◆ QUOTED PASSAGE:
======

Democrats' healthcare legislation is a "target-rich environment" for constitutional challenges and legal battles, Sen. Orrin Hatch (R-Utah) wrote on Saturday.

The bill's provisions for an insurance coverage mandate, a manifest Medicaid expansion and new insurance exchange all violate key sections of the country's guiding legal document, wrote the senator in the Wall Street Journal, along with Kenneth Blackwell, a senior fellow with the Family Research Council, and Kenneth Klukowski, a fellow and senior legal analyst with the American Civil Rights Union.


"America's founders intended the federal government to have limited powers and that the states have an independent sovereign place in our system of government," noted Hatch, formerly the chairman of the Senate Judiciary Committee. "The Obama/Reid/Pelosi legislation to take control of the American health-care system is the most sweeping and intrusive federal program ever devised."

"If the federal government can do this, then it can do anything, and the limits on government power that our liberty requires will be more myth than reality," he added.

Hatch and his colleagues offer three arguments against Democrats' reforms:

- The individual mandate far exceeds any mandate provided under the Constitution's commerce clause. Writes Hatch: the "Constitution does not give Congress the power to require that Americans purchase health insurance. Congress must be able to point to at least one of its powers listed in the Constitution as the basis of any legislation it passes. None of those powers justifies the individual insurance mandate."

======

Items listed in a dataset:

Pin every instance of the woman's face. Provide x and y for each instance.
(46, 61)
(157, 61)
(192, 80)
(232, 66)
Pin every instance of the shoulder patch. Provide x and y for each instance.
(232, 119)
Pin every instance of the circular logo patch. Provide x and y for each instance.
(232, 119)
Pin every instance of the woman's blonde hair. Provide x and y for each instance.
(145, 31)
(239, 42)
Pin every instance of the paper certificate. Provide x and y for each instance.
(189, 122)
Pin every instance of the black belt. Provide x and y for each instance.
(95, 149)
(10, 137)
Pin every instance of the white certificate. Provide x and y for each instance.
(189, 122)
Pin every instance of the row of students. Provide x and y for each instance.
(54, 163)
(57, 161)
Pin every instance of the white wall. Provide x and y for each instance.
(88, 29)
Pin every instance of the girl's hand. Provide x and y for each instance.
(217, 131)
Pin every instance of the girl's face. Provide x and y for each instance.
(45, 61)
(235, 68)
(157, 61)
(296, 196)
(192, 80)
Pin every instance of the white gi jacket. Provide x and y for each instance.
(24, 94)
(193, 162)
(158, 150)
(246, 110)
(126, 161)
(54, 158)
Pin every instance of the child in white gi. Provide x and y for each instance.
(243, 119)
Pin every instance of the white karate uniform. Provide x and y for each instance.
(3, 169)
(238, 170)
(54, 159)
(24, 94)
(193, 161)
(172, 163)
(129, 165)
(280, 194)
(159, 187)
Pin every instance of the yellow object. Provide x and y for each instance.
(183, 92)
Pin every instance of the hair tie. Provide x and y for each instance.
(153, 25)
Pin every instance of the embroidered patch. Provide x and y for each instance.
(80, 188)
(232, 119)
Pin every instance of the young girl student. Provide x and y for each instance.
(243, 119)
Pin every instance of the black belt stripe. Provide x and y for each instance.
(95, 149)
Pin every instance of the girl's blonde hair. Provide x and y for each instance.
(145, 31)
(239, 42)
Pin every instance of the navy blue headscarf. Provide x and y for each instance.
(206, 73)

======

◆ BRIEF:
Revise the article on Hatch's constitutional objections, starting with "Democrats' healthcare legislation" and going on through "wrote on Saturday.", so that "Saturday" reads "Sunday". The lines stand apart from the article and are separate material.

◆ REPLY:
Democrats' healthcare legislation is a "target-rich environment" for constitutional challenges and legal battles, Sen. Orrin Hatch (R-Utah) wrote on Sunday.